------ Exercise materials

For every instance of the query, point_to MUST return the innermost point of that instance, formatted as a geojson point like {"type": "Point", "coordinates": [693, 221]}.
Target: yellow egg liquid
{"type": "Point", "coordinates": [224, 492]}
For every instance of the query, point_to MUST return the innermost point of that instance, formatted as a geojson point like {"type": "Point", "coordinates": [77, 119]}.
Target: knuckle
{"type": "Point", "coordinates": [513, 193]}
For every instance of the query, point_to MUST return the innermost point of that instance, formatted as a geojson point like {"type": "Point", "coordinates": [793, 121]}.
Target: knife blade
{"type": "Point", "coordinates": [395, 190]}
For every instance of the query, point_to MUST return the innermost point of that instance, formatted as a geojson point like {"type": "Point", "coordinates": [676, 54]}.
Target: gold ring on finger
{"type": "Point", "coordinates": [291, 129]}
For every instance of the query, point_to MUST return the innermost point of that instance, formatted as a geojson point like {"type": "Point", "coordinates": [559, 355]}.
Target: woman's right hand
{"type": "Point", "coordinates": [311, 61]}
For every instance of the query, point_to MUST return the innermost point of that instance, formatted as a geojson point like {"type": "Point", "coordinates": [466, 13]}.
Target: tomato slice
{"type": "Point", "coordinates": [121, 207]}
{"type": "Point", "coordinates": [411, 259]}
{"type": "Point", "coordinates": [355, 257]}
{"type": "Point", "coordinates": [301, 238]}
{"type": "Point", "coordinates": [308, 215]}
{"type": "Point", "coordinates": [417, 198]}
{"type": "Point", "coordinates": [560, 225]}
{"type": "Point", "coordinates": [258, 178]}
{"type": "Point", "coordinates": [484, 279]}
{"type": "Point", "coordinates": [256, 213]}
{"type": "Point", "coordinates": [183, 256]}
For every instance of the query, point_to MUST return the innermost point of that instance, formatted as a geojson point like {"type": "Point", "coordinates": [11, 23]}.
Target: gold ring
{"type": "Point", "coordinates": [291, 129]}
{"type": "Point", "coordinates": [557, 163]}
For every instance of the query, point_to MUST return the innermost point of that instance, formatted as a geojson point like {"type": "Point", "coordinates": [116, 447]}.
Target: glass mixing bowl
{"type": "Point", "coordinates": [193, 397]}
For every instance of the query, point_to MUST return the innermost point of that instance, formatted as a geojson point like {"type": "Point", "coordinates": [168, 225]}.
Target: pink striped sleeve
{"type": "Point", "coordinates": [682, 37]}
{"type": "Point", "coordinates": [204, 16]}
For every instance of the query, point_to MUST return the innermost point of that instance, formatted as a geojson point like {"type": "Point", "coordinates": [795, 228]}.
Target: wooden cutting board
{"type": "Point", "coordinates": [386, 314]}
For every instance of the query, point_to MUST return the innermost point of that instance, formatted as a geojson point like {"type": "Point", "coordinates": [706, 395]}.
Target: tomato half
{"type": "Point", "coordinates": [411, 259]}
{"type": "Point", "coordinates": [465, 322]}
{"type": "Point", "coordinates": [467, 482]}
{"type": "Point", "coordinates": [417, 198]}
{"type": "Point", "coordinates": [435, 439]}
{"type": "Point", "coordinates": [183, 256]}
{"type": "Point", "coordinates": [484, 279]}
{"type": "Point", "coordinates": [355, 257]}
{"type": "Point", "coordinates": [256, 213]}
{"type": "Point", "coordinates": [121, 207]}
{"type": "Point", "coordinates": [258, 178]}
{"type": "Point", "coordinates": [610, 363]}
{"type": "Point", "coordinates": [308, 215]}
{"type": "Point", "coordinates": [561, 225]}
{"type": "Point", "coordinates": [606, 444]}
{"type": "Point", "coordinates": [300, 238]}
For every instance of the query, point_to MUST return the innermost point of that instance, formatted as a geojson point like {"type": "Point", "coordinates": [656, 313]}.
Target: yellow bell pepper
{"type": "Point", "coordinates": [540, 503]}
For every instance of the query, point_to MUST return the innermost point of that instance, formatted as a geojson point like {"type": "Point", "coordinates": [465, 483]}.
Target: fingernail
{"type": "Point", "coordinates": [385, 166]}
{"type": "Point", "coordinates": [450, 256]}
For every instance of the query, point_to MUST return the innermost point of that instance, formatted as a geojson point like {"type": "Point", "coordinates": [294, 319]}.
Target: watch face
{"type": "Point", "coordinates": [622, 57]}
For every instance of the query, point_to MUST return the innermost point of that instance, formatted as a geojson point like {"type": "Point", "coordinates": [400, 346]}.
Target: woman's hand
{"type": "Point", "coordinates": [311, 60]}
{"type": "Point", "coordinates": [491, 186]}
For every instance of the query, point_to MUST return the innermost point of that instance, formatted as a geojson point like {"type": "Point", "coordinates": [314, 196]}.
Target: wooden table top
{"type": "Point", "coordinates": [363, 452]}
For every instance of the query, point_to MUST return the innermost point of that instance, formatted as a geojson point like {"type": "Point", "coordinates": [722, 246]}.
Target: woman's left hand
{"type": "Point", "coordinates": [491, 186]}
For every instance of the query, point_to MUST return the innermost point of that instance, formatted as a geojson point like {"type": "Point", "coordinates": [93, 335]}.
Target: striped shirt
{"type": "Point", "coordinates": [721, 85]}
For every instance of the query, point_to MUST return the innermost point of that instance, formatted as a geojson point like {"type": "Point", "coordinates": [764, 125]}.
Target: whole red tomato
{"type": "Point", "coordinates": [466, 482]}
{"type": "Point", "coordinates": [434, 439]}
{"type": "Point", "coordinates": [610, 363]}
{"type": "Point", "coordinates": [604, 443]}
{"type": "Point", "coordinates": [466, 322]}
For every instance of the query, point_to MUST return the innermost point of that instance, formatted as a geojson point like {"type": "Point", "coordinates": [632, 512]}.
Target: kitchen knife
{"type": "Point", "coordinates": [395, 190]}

------------

#### Task instructions:
Now write the data shown above out again, word for word.

#### Task answer:
For every instance of the query, point_to MUST return the innermost point of that instance, formatted as a geojson point like {"type": "Point", "coordinates": [693, 221]}.
Target: yellow egg liquid
{"type": "Point", "coordinates": [224, 492]}
For every instance of the query, point_to MUST return the innermost point of that instance, formatted as a geojson point like {"type": "Point", "coordinates": [77, 119]}.
Target: knuckle
{"type": "Point", "coordinates": [513, 193]}
For every instance of the query, point_to MUST return the innermost point of that instance, formatted as a geojson point like {"type": "Point", "coordinates": [793, 121]}.
Target: knife blade
{"type": "Point", "coordinates": [395, 190]}
For every instance of the query, point_to MUST return the innermost point of that instance, formatted as a geojson point like {"type": "Point", "coordinates": [676, 54]}.
Target: gold ring on finger
{"type": "Point", "coordinates": [291, 129]}
For every instance of the query, point_to MUST return the innermost point of that instance, formatted as a geojson point like {"type": "Point", "coordinates": [559, 355]}.
Target: woman's right hand
{"type": "Point", "coordinates": [311, 61]}
For every instance of the query, point_to MUST return the innermost point of that instance, formatted as a geojson point like {"type": "Point", "coordinates": [466, 13]}.
Target: tomato slice
{"type": "Point", "coordinates": [121, 207]}
{"type": "Point", "coordinates": [411, 259]}
{"type": "Point", "coordinates": [355, 257]}
{"type": "Point", "coordinates": [301, 238]}
{"type": "Point", "coordinates": [308, 215]}
{"type": "Point", "coordinates": [417, 198]}
{"type": "Point", "coordinates": [560, 225]}
{"type": "Point", "coordinates": [258, 178]}
{"type": "Point", "coordinates": [484, 279]}
{"type": "Point", "coordinates": [256, 213]}
{"type": "Point", "coordinates": [183, 256]}
For every instance of the query, point_to MUST return the innermost point of that instance, formatted as a geojson point like {"type": "Point", "coordinates": [11, 23]}.
Target: gold ring
{"type": "Point", "coordinates": [291, 129]}
{"type": "Point", "coordinates": [557, 163]}
For every instance of the query, point_to MUST return the innermost point of that instance, formatted as a geojson point like {"type": "Point", "coordinates": [116, 447]}.
Target: glass mixing bowl
{"type": "Point", "coordinates": [193, 397]}
For every instance of the query, point_to MUST return the innermost point of that instance, formatted as a geojson point like {"type": "Point", "coordinates": [168, 225]}.
Target: pink striped sleeve
{"type": "Point", "coordinates": [682, 37]}
{"type": "Point", "coordinates": [204, 16]}
For every instance of the query, point_to MUST return the innermost point of that instance, formatted as a geojson point like {"type": "Point", "coordinates": [795, 228]}.
Target: wooden cutting board
{"type": "Point", "coordinates": [386, 314]}
For every instance of the query, point_to MUST return the innermost point of that instance, formatted as a geojson point like {"type": "Point", "coordinates": [706, 395]}.
Target: tomato half
{"type": "Point", "coordinates": [411, 259]}
{"type": "Point", "coordinates": [465, 322]}
{"type": "Point", "coordinates": [467, 482]}
{"type": "Point", "coordinates": [417, 198]}
{"type": "Point", "coordinates": [435, 439]}
{"type": "Point", "coordinates": [183, 256]}
{"type": "Point", "coordinates": [484, 279]}
{"type": "Point", "coordinates": [355, 257]}
{"type": "Point", "coordinates": [256, 213]}
{"type": "Point", "coordinates": [121, 207]}
{"type": "Point", "coordinates": [258, 178]}
{"type": "Point", "coordinates": [610, 363]}
{"type": "Point", "coordinates": [308, 215]}
{"type": "Point", "coordinates": [561, 225]}
{"type": "Point", "coordinates": [606, 444]}
{"type": "Point", "coordinates": [300, 238]}
For every instance of the query, point_to MUST return the innermost point of that instance, formatted as a geojson point like {"type": "Point", "coordinates": [656, 313]}.
Target: yellow bell pepper
{"type": "Point", "coordinates": [540, 503]}
For every instance of the query, point_to MUST return the innermost point of that instance, formatted as a geojson point like {"type": "Point", "coordinates": [465, 483]}.
Target: fingernail
{"type": "Point", "coordinates": [385, 166]}
{"type": "Point", "coordinates": [450, 256]}
For every instance of the query, point_to MUST return the innermost point of that instance, formatted as a geojson point like {"type": "Point", "coordinates": [294, 319]}.
Target: watch face
{"type": "Point", "coordinates": [622, 57]}
For every instance of the query, point_to MUST return the innermost point of that instance, formatted as a geojson point like {"type": "Point", "coordinates": [400, 346]}.
Target: woman's hand
{"type": "Point", "coordinates": [311, 60]}
{"type": "Point", "coordinates": [491, 186]}
For every instance of the query, point_to MUST return the innermost point of that instance, formatted as a geojson point like {"type": "Point", "coordinates": [314, 196]}.
Target: wooden table top
{"type": "Point", "coordinates": [363, 452]}
For every instance of the query, point_to MUST return the innermost point of that instance, formatted as a geojson point like {"type": "Point", "coordinates": [722, 246]}.
Target: woman's left hand
{"type": "Point", "coordinates": [491, 186]}
For every instance of the query, point_to MUST return the innermost point of that instance, formatted as a geojson point like {"type": "Point", "coordinates": [93, 335]}.
Target: striped shirt
{"type": "Point", "coordinates": [721, 85]}
For every instance of the query, point_to MUST return the innermost point of that instance, formatted as a geojson point like {"type": "Point", "coordinates": [764, 125]}.
Target: whole red tomato
{"type": "Point", "coordinates": [466, 482]}
{"type": "Point", "coordinates": [434, 439]}
{"type": "Point", "coordinates": [610, 363]}
{"type": "Point", "coordinates": [604, 443]}
{"type": "Point", "coordinates": [466, 322]}
For every instance of the query, point_to MUST return the innermost point of that instance, formatted as a geojson point like {"type": "Point", "coordinates": [632, 512]}.
Target: kitchen knife
{"type": "Point", "coordinates": [395, 190]}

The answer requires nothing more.